How many of the lines below contain the string "bell", with case counting? Reply with only the number.

※

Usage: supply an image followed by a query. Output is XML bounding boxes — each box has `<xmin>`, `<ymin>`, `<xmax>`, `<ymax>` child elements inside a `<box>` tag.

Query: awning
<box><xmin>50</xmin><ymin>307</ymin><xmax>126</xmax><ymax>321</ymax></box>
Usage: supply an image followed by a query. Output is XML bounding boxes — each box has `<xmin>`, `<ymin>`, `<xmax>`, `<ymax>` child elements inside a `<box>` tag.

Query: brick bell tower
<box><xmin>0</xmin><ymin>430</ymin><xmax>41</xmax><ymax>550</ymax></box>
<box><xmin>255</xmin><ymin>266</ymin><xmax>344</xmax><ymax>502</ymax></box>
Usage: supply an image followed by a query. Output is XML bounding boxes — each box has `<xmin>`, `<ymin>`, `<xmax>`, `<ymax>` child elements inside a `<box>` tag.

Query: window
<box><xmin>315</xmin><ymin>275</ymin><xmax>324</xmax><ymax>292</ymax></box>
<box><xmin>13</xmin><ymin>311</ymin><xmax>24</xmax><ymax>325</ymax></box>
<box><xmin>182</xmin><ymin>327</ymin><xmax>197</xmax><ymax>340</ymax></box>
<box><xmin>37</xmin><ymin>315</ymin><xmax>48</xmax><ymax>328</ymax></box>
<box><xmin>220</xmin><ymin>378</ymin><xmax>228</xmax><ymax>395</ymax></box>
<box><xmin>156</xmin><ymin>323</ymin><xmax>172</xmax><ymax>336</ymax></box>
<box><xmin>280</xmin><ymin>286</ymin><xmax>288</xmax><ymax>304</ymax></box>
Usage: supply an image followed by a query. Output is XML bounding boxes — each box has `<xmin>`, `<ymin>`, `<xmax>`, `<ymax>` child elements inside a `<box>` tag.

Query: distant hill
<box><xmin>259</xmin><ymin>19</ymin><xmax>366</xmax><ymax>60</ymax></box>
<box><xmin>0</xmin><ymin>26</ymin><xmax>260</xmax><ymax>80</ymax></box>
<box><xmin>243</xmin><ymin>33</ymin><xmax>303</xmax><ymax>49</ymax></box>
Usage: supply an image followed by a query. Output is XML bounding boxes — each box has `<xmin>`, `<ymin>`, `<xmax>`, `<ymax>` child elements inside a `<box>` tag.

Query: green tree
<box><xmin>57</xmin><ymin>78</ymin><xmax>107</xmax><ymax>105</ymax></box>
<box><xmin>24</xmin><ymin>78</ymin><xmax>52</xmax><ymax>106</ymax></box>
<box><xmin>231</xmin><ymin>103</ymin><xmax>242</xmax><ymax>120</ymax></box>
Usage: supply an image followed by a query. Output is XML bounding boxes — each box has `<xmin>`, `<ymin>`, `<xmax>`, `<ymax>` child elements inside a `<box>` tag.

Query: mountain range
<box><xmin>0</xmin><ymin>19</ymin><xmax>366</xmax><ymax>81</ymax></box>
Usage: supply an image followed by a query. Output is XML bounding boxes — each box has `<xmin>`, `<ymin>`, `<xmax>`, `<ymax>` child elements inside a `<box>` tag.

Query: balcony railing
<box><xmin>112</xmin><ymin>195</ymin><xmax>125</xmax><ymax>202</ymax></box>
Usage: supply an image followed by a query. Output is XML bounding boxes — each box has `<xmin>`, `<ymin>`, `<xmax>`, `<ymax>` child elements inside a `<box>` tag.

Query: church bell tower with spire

※

▸ RESULT OF THE EXERCISE
2